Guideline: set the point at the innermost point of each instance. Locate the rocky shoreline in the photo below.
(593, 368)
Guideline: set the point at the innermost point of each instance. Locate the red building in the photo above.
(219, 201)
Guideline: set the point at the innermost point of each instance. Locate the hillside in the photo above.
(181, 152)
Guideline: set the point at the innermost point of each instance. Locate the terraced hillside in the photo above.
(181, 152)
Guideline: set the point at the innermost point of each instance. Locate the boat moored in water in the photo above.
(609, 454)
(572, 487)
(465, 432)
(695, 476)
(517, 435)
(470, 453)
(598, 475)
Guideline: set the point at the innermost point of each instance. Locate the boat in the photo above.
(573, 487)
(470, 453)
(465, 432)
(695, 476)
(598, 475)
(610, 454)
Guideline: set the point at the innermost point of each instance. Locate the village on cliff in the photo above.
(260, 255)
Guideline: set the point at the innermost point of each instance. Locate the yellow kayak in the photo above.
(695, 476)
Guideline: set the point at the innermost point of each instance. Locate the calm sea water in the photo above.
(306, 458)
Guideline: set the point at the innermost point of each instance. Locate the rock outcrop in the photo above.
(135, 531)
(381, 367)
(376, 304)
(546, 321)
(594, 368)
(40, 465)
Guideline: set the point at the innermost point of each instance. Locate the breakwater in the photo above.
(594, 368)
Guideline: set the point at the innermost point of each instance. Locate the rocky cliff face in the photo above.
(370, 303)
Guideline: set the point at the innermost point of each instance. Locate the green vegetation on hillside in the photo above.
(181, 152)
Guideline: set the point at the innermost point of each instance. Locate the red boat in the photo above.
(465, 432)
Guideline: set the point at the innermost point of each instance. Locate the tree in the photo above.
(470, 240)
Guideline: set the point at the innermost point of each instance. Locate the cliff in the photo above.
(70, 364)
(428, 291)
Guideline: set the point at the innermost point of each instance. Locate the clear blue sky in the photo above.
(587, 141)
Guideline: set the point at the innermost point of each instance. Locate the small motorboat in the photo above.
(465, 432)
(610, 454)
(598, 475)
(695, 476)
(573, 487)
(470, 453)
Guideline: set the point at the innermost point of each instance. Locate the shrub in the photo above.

+-------+

_TASK DIRECTIONS_
From the line that contains "tree in the photo above." to the last line of the data, write out each line exactly and add nothing.

_PROBLEM SOLUTION_
Guideline: set the point at the innermost point of each instance. Locate the tree in the photo above.
(470, 240)
Guideline: set the point at the innermost point of each instance. Locate the cliff in the photo above.
(70, 364)
(428, 291)
Guideline: set the point at the innermost point of each instance. Locate the clear blue sky in the photo above.
(587, 141)
Guideline: set the point at the innermost point of each instance. Locate the small motorboat in the photo above.
(465, 432)
(610, 454)
(598, 475)
(695, 476)
(573, 487)
(470, 453)
Guideline: set the point at the innermost point of each instance. Locate the shrub in the photo above.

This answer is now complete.